- _Work to be completed_: Could you render these lines as a numbered list, skipping any blank lines and leaving the pictures out of your answer?

[Start of Provided entries]

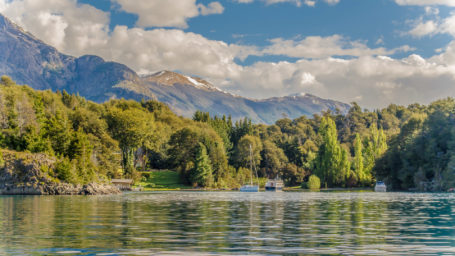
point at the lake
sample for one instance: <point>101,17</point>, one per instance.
<point>207,223</point>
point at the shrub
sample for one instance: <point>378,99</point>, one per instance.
<point>2,161</point>
<point>314,182</point>
<point>64,170</point>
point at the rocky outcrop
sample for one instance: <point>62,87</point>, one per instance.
<point>29,174</point>
<point>30,61</point>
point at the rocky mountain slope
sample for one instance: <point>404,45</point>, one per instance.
<point>30,61</point>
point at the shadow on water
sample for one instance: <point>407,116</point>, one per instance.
<point>198,223</point>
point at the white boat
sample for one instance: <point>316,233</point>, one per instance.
<point>250,187</point>
<point>274,185</point>
<point>380,187</point>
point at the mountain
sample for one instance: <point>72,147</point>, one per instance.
<point>30,61</point>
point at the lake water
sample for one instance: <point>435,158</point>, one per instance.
<point>207,223</point>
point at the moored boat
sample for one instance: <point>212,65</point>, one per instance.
<point>380,187</point>
<point>274,185</point>
<point>251,187</point>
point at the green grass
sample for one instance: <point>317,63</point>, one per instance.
<point>161,180</point>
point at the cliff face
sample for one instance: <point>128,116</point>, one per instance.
<point>29,174</point>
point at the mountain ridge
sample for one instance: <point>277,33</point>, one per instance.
<point>29,60</point>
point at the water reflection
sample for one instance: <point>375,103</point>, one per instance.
<point>229,222</point>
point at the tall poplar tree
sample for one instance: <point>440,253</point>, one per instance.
<point>358,166</point>
<point>330,164</point>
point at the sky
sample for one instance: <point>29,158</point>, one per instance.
<point>373,52</point>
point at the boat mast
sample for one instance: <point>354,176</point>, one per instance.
<point>251,165</point>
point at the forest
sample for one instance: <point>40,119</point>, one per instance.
<point>410,148</point>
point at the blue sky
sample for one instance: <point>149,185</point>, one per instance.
<point>375,52</point>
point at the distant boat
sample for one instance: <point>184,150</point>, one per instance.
<point>274,185</point>
<point>250,187</point>
<point>380,187</point>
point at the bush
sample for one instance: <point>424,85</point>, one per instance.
<point>2,161</point>
<point>64,171</point>
<point>314,182</point>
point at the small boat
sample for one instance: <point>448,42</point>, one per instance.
<point>250,187</point>
<point>274,185</point>
<point>380,187</point>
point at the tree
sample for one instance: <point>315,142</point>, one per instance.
<point>273,159</point>
<point>183,150</point>
<point>359,170</point>
<point>130,127</point>
<point>242,156</point>
<point>202,173</point>
<point>314,182</point>
<point>330,163</point>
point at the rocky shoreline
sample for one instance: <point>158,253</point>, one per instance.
<point>24,174</point>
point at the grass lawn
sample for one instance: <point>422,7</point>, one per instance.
<point>158,180</point>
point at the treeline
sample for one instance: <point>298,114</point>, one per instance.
<point>408,147</point>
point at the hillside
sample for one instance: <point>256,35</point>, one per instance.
<point>30,61</point>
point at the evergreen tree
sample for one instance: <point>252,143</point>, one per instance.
<point>330,164</point>
<point>359,170</point>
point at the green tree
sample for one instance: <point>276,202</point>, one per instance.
<point>314,182</point>
<point>359,171</point>
<point>243,151</point>
<point>330,163</point>
<point>202,173</point>
<point>131,127</point>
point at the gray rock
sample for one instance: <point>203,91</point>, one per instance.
<point>22,175</point>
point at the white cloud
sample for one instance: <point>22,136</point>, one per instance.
<point>429,10</point>
<point>433,27</point>
<point>321,47</point>
<point>298,3</point>
<point>162,13</point>
<point>211,8</point>
<point>65,24</point>
<point>424,28</point>
<point>426,2</point>
<point>368,77</point>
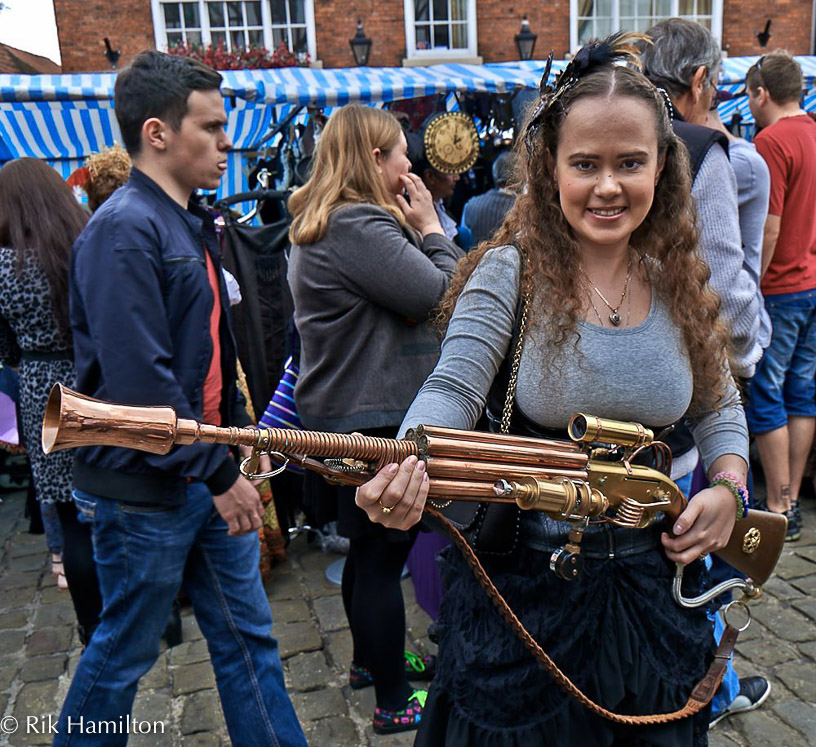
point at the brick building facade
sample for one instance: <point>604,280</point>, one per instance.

[End of Provided entries]

- _Exercise response_:
1. point at the lake
2. sample for one instance: <point>101,17</point>, one per instance.
3. <point>207,223</point>
4. point at the shrub
5. sample for one instance: <point>378,99</point>, one per instance.
6. <point>2,161</point>
7. <point>314,182</point>
8. <point>64,170</point>
9. point at the rocky outcrop
10. sample for one instance: <point>62,87</point>, one per instance.
11. <point>29,174</point>
12. <point>30,61</point>
13. point at the rocky mountain slope
14. sample for one instance: <point>404,45</point>, one per instance.
15. <point>30,61</point>
16. point at the shadow on water
17. sample for one instance: <point>407,116</point>, one per instance.
18. <point>198,223</point>
19. point at the white boat
20. sample for one instance: <point>316,233</point>, one per instance.
21. <point>250,187</point>
22. <point>274,185</point>
23. <point>380,187</point>
24. point at the mountain
25. sample for one instance: <point>72,147</point>, one per instance.
26. <point>30,61</point>
27. point at the lake water
28. sample for one instance: <point>435,158</point>, one per instance.
29. <point>207,223</point>
30. point at the moored boat
31. sample for one instance: <point>212,65</point>, one per instance.
32. <point>380,187</point>
33. <point>274,185</point>
34. <point>251,187</point>
35. point at the green grass
36. sample for one instance: <point>317,63</point>, one per instance.
37. <point>161,180</point>
38. point at the cliff face
39. sample for one instance: <point>128,116</point>, one per instance.
40. <point>29,174</point>
41. point at the mountain ridge
42. sample for one instance: <point>277,33</point>, one per instance.
43. <point>29,60</point>
44. point at the water reflection
45. sample for one instance: <point>375,103</point>, one per instance.
46. <point>229,222</point>
47. point at the tall poplar tree
48. sample for one instance: <point>440,253</point>, one per instance.
49. <point>358,166</point>
50. <point>330,164</point>
51. point at the sky
52. sample for one instance: <point>29,158</point>, one per instance.
53. <point>373,52</point>
54. point at the boat mast
55. sample for one instance: <point>354,176</point>, one per instance.
56. <point>251,165</point>
57. point at the forest
58. sample for one instance: <point>40,119</point>, one per instance.
59. <point>410,148</point>
60. point at the blue sky
61. sample for one instance: <point>149,185</point>, one per instance.
62. <point>375,52</point>
63. point at the distant boat
64. sample for one instance: <point>184,150</point>, one per instance.
65. <point>274,185</point>
66. <point>250,187</point>
67. <point>380,187</point>
68. point at the bush
69. sample for one instance: <point>424,85</point>, one per instance.
70. <point>2,161</point>
71. <point>64,171</point>
72. <point>314,182</point>
73. point at the small boat
74. sample for one instance: <point>448,42</point>, one per instance.
75. <point>250,187</point>
76. <point>274,185</point>
77. <point>380,187</point>
78. point at the tree
79. sample for one instance: <point>315,142</point>, one per instance.
80. <point>273,159</point>
81. <point>183,150</point>
82. <point>359,170</point>
83. <point>130,127</point>
84. <point>242,156</point>
85. <point>202,173</point>
86. <point>314,182</point>
87. <point>330,163</point>
88. point at the rocky shoreline
89. sample for one instance: <point>158,253</point>, one per instance.
90. <point>24,174</point>
91. point at the grass lawn
92. sample for one instance: <point>422,7</point>, one per instance.
93. <point>158,180</point>
94. point at the treeline
95. sample for one instance: <point>298,114</point>, one per instance.
96. <point>408,147</point>
97. point at the hillside
98. sample for one instance: <point>256,35</point>, one per instance.
99. <point>30,61</point>
100. point at the evergreen tree
101. sample for one instance: <point>252,143</point>, one per instance.
102. <point>330,164</point>
103. <point>359,170</point>
104. point at the green tree
105. sample for one instance: <point>276,202</point>, one per instance.
106. <point>314,182</point>
107. <point>359,171</point>
108. <point>243,151</point>
109. <point>330,163</point>
110. <point>202,173</point>
111. <point>131,127</point>
112. point at the gray rock
113. sample for one instance: <point>203,91</point>, one per instance.
114. <point>22,175</point>
115. point at the white cloud
116. sample for one instance: <point>22,136</point>, one per instance.
117. <point>429,10</point>
118. <point>433,27</point>
119. <point>321,47</point>
120. <point>298,3</point>
121. <point>162,13</point>
122. <point>211,8</point>
123. <point>65,24</point>
124. <point>424,28</point>
125. <point>426,2</point>
126. <point>368,77</point>
127. point at the brick building facade
128. sample for one instance: <point>604,280</point>, one per instance.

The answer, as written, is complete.